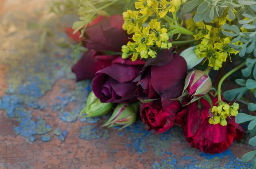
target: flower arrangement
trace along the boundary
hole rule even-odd
[[[125,9],[122,15],[113,5]],[[77,81],[93,79],[81,116],[112,113],[102,126],[121,128],[140,116],[155,133],[176,124],[191,147],[211,154],[241,139],[238,123],[249,121],[256,146],[256,116],[238,113],[241,104],[256,110],[248,99],[256,97],[255,0],[81,0],[79,7],[74,37],[88,50],[72,70]],[[241,87],[224,92],[234,72]]]

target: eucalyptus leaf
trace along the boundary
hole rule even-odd
[[[204,58],[202,57],[198,59],[198,55],[195,54],[195,50],[196,46],[189,48],[180,54],[180,55],[183,57],[188,65],[188,69],[190,69],[199,64]]]
[[[188,12],[192,11],[198,5],[198,2],[199,0],[192,0],[186,3],[182,11],[183,12]]]
[[[247,90],[248,89],[246,87],[242,87],[227,90],[224,92],[224,98],[227,100],[231,101],[237,96],[237,99],[239,99]]]
[[[254,128],[255,126],[256,125],[256,119],[254,119],[254,120],[252,120],[249,125],[248,125],[248,129],[249,130],[252,130],[252,129]]]
[[[238,124],[243,123],[248,121],[256,119],[256,117],[243,113],[239,113],[236,116],[236,123]]]
[[[249,79],[246,81],[246,87],[250,90],[256,88],[256,81]]]
[[[256,91],[256,90],[255,90]],[[249,111],[254,111],[256,110],[256,104],[249,103],[248,104],[248,109]]]
[[[198,6],[197,12],[201,13],[207,10],[208,8],[209,3],[207,1],[204,1]]]
[[[248,152],[242,157],[242,160],[244,162],[248,162],[256,155],[256,150]]]
[[[233,20],[236,19],[236,16],[235,15],[234,12],[233,12],[233,11],[232,11],[231,8],[229,8],[229,9],[228,15],[229,18],[231,20]]]

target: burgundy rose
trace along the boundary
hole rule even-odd
[[[155,133],[166,132],[173,127],[176,115],[181,110],[179,101],[173,101],[163,110],[160,100],[148,103],[141,103],[140,116],[144,124],[148,126],[148,131],[153,129]]]
[[[134,79],[138,76],[145,61],[124,59],[120,57],[112,64],[96,73],[92,90],[102,103],[126,103],[137,99]]]
[[[135,95],[141,99],[161,98],[164,109],[182,94],[187,75],[187,64],[182,56],[172,49],[157,52],[149,59],[134,81],[137,82]]]
[[[213,105],[217,105],[218,98],[212,97]],[[235,118],[227,119],[227,125],[209,123],[209,103],[200,99],[201,108],[198,101],[189,105],[179,112],[176,122],[182,127],[187,141],[191,146],[205,153],[219,153],[227,149],[234,140],[240,139],[245,132],[243,129],[235,122]]]
[[[124,22],[122,16],[101,17],[97,20],[96,23],[94,22],[86,28],[83,45],[97,50],[121,52],[122,46],[128,42],[129,37],[122,28]]]
[[[76,74],[76,81],[93,79],[97,71],[110,66],[116,57],[116,55],[105,55],[90,50],[74,65],[72,71]]]

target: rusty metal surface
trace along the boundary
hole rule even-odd
[[[97,127],[106,117],[77,119],[90,82],[76,83],[72,51],[57,44],[72,43],[64,29],[74,17],[50,22],[39,51],[52,16],[46,0],[0,0],[0,169],[251,167],[243,143],[211,155],[191,148],[178,127],[153,135],[140,122],[117,132]]]

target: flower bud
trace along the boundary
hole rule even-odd
[[[110,118],[102,127],[111,127],[123,125],[121,129],[132,124],[136,119],[136,113],[139,110],[139,103],[135,103],[118,105]]]
[[[172,0],[171,1],[172,5],[175,8],[178,8],[180,5],[181,1],[180,0]]]
[[[93,92],[88,96],[86,107],[80,112],[80,116],[95,117],[103,116],[108,113],[112,110],[112,103],[101,103]]]
[[[211,88],[211,81],[208,75],[202,70],[195,70],[188,74],[185,79],[185,86],[189,94],[201,96],[207,94]]]

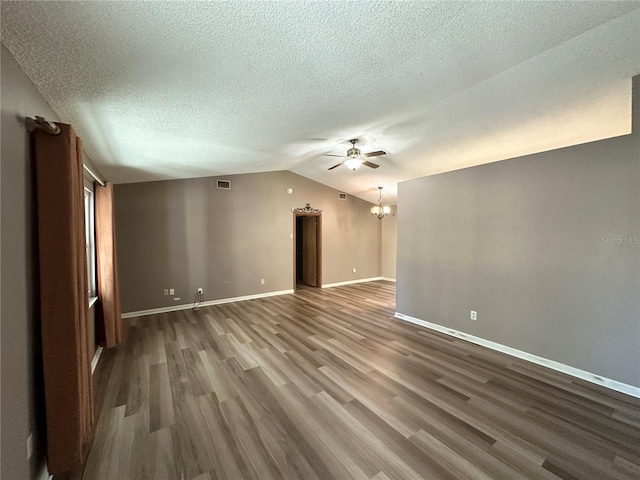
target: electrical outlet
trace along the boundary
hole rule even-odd
[[[27,437],[27,459],[33,455],[33,432]]]

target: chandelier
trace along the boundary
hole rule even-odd
[[[378,187],[378,205],[371,207],[371,215],[382,220],[389,213],[391,213],[391,207],[388,205],[382,206],[382,187]]]

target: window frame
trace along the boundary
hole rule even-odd
[[[84,185],[84,222],[85,222],[85,254],[87,257],[87,293],[89,307],[98,299],[96,281],[96,227],[95,227],[95,192]]]

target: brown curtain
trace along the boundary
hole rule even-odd
[[[58,126],[61,132],[55,136],[33,132],[47,466],[52,474],[82,463],[94,417],[81,145],[70,125]]]
[[[113,347],[122,340],[116,227],[113,215],[113,184],[95,183],[96,192],[96,270],[98,274],[98,343]]]

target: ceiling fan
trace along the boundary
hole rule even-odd
[[[346,158],[346,160],[344,160],[343,162],[340,162],[337,165],[334,165],[333,167],[328,168],[327,170],[333,170],[334,168],[338,168],[342,164],[345,164],[347,168],[351,170],[356,170],[360,168],[361,165],[366,165],[367,167],[370,167],[370,168],[378,168],[380,165],[376,165],[375,163],[369,162],[366,159],[370,157],[378,157],[380,155],[387,154],[387,152],[384,152],[382,150],[378,150],[377,152],[364,153],[364,154],[360,153],[360,149],[356,148],[356,142],[358,141],[358,139],[354,138],[353,140],[349,140],[349,141],[351,142],[351,148],[347,150],[346,157],[344,157],[343,155],[331,155],[328,153],[325,154],[326,157]]]

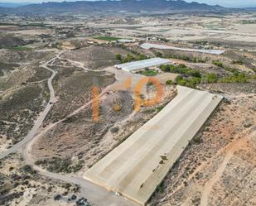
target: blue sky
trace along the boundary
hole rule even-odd
[[[63,0],[0,0],[0,2],[62,2]],[[75,0],[66,0],[74,2]],[[219,4],[229,7],[256,7],[256,0],[186,0],[186,2],[205,2],[208,4]]]

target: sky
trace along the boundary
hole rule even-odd
[[[0,0],[0,2],[63,2],[63,0]],[[75,0],[66,0],[74,2]],[[227,7],[256,7],[256,0],[186,0],[186,2],[205,2],[210,5],[219,4]]]

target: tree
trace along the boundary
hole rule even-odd
[[[172,83],[172,81],[171,80],[167,80],[167,82],[166,82],[166,84],[167,85],[171,85],[173,83]]]

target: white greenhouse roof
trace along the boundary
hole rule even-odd
[[[150,66],[157,66],[164,64],[171,63],[171,60],[162,59],[162,58],[152,58],[152,59],[147,59],[144,60],[139,60],[139,61],[133,61],[130,63],[125,63],[123,65],[115,65],[117,68],[120,68],[125,71],[133,71],[137,70]]]

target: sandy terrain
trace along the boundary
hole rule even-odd
[[[221,97],[178,87],[178,96],[85,178],[145,204]]]

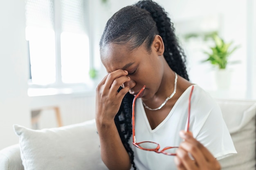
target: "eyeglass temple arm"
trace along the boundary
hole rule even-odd
[[[192,96],[192,94],[194,90],[194,86],[192,86],[191,91],[190,92],[190,94],[189,95],[189,113],[188,114],[188,126],[187,127],[186,131],[188,132],[189,129],[189,121],[190,119],[190,108],[191,107],[191,97]]]

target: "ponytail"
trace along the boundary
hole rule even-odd
[[[186,56],[175,34],[173,24],[164,9],[151,0],[139,1],[135,5],[148,11],[155,22],[159,35],[164,44],[164,58],[173,70],[189,80],[186,67]]]

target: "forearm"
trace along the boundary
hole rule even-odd
[[[110,170],[130,170],[130,157],[122,143],[118,131],[112,122],[97,121],[102,160]]]

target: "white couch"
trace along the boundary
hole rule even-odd
[[[256,101],[217,101],[238,153],[220,160],[222,169],[255,170]],[[94,120],[39,130],[14,128],[19,144],[0,151],[0,170],[108,169]]]

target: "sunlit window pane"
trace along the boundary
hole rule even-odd
[[[65,83],[85,82],[89,78],[90,69],[87,35],[63,32],[61,40],[62,82]]]
[[[49,29],[27,27],[33,84],[46,85],[56,79],[54,32]]]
★ ★ ★ ★
● **Work to be completed**
Recast the data above as a numbered list, starting at the line that contains "target: sky" and continuing through the end of the data. Leave out blank lines and the pictures.

● **Response**
1. target: sky
2. trace along the boundary
3. hole rule even-odd
4. [[[0,0],[0,2],[63,2],[63,0]],[[75,0],[66,0],[74,2]],[[227,7],[256,7],[256,0],[186,0],[186,2],[205,2],[210,5],[219,4]]]
5. target: tree
6. trace along the boundary
7. hole rule even-odd
8. [[[172,83],[172,81],[171,80],[167,80],[167,82],[166,82],[166,84],[167,85],[171,85],[173,83]]]
9. target: white greenhouse roof
10. trace along the boundary
11. hole rule even-odd
12. [[[150,66],[157,66],[164,64],[171,63],[171,60],[162,59],[162,58],[152,58],[152,59],[147,59],[144,60],[139,60],[139,61],[133,61],[130,63],[125,63],[123,65],[115,65],[117,68],[120,68],[125,71],[133,71],[137,70]]]
13. target: sandy terrain
14. trace along the boundary
15. hole rule even-odd
16. [[[221,97],[178,87],[178,96],[85,178],[145,204]]]
17. target: "eyeglass temple arm"
18. trace along the boundary
19. hole rule even-odd
20. [[[192,96],[192,94],[194,90],[194,86],[192,86],[191,91],[190,92],[190,94],[189,95],[189,113],[188,114],[188,126],[187,127],[186,131],[188,132],[189,129],[189,121],[190,119],[190,108],[191,107],[191,97]]]
21. target: "ponytail"
22. trace along the boundary
23. hole rule even-odd
24. [[[186,56],[175,34],[173,24],[164,9],[151,0],[139,1],[135,5],[148,11],[155,22],[159,35],[164,44],[164,58],[173,70],[189,80],[186,67]]]
25. target: "forearm"
26. trace along the boundary
27. hole rule even-odd
28. [[[110,170],[130,170],[130,157],[122,143],[118,131],[112,122],[97,121],[102,160]]]
29. target: "white couch"
30. trace along the boundary
31. hole rule even-odd
32. [[[256,101],[217,101],[238,153],[220,160],[222,169],[255,170]],[[94,120],[39,130],[14,128],[19,144],[0,151],[0,170],[108,169]]]
33. target: "sunlit window pane"
34. trace along the boundary
35. hole rule even-odd
36. [[[65,83],[85,82],[89,78],[90,69],[87,35],[63,32],[61,40],[62,82]]]
37. [[[49,29],[27,27],[33,84],[46,85],[56,79],[54,32]]]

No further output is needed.